### CHALLENGE 1
Summarize the patch review message in two sentences.
### CHALLENGE 2
Answer these questions about the patch review message, one line each:
(a) To which mailing list was the message copied?
(b) How many potential issues does the review say it found?
(c) What severity is given to the issue about `free_irq` paired with `devm_request_irq`?
### CHALLENGE 3
Go on with the patch review message from the point where it stops.

### TEXT SEGMENT
◇ ◇ ◇
Re: [PATCH v3 1/2] drivers/perf: riscv-iommu: add risc-v iommu pmu driver

Linux Perf Users
 help / color / mirror / Atom feed

From: sashiko-bot@kernel.org
To: "Zong Li" <zong.li@sifive.com>
Cc: linux-perf-users@vger.kernel.org
Subject: Re: [PATCH v3 1/2] drivers/perf: riscv-iommu: add risc-v iommu pmu driver
Date: Tue, 30 Jun 2026 08:56:18 +0000	[thread overview]
Message-ID: <20260630085618.71F961F000E9@smtp.kernel.org> (raw)
In-Reply-To: <20260630083833.1275837-2-zong.li@sifive.com>

Thank you for your contribution! Sashiko AI review found 12 potential issue(s) to consider:
- [High] Missing `.remove` callback in the auxiliary driver leads to Use-After-Free of PMU and CPU hotplug instances.
- [High] PMU IRQ is requested on the parent device instead of the auxiliary device, causing Use-After-Free on unbind.
- [High] Missing spinlocks and IRQ CPU affinity results in data races on shared MMIO and software state.
- [High] Passing a 32-bit `u32` pointer to `for_each_set_bit` causes KASAN stack-out-of-bounds reads and failure on big-endian architectures.
- [High] Failure to clear the event counter overflow (OF) bit causes a permanent interrupt storm.
- [High] Flawed cycle event check in `riscv_iommu_pmu_set_event` leads to an out-of-bounds 64-bit MMIO write.
- [High] Undefined behavior from shifting `icvec` by a bitmask causes the wrong IRQ vector to be mapped.
- [Medium] Unmanaged `free_irq` paired with `devm_request_irq` causes a devres leak and WARN on teardown.
◇ ◇ ◇
### ENTRIES PROVIDED
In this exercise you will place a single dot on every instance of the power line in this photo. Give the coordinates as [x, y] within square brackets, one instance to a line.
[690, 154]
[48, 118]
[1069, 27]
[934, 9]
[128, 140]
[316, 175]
◇ ◇ ◇
### RESPONSE 1
The message is an automated review reply from sashiko-bot@kernel.org to Zong Li about version 3 of a patch that adds a RISC-V IOMMU PMU driver under drivers/perf. It reports that the review found 12 potential issues, among them high-severity problems such as a missing `.remove` callback that leads to use-after-free, missing spinlocks that cause data races, and a failure to clear the overflow bit that causes a permanent interrupt storm, plus a medium-severity devres leak from pairing unmanaged `free_irq` with `devm_request_irq`.

### RESPONSE 2
(a) linux-perf-users@vger.kernel.org
(b) 12
(c) Medium

### RESPONSE 3
- [Medium] Requesting `IRQF_ONESHOT` without a threaded handler triggers an unconditional `WARN_ON_ONCE` in the IRQ core.
- [Medium] Broken perf group validation logic enables the creation of oversized event groups.
- [Medium] Incorrect counter topology discovery using `hweight32` misses non-contiguous hardware counters and causes UB.
- [Medium] Race condition clearing the Write-1-to-Clear (W1C) pending bit loses new PMU interrupts.
--

commit d9f0a1344a5b91b6021c1f8b59b255eb9fdf5355
Author: Zong Li <zong.li@sifive.com>

drivers/perf: riscv-iommu: add risc-v iommu pmu driver

Add a new driver to support the RISC-V IOMMU PMU. This is an auxiliary
device driver created by the parent RISC-V IOMMU driver.

Link: https://lore.kernel.org/linux-riscv/20260618143634.7f3dd6c5@pumpkin/

> diff --git a/drivers/perf/riscv_iommu_pmu.c b/drivers/perf/riscv_iommu_pmu.c
> new file mode 100644
> index 0000000000000..2e856289ddc95
> --- /dev/null
> +++ b/drivers/perf/riscv_iommu_pmu.c
[ ... ]
> +static bool is_cycle_event(u64 event)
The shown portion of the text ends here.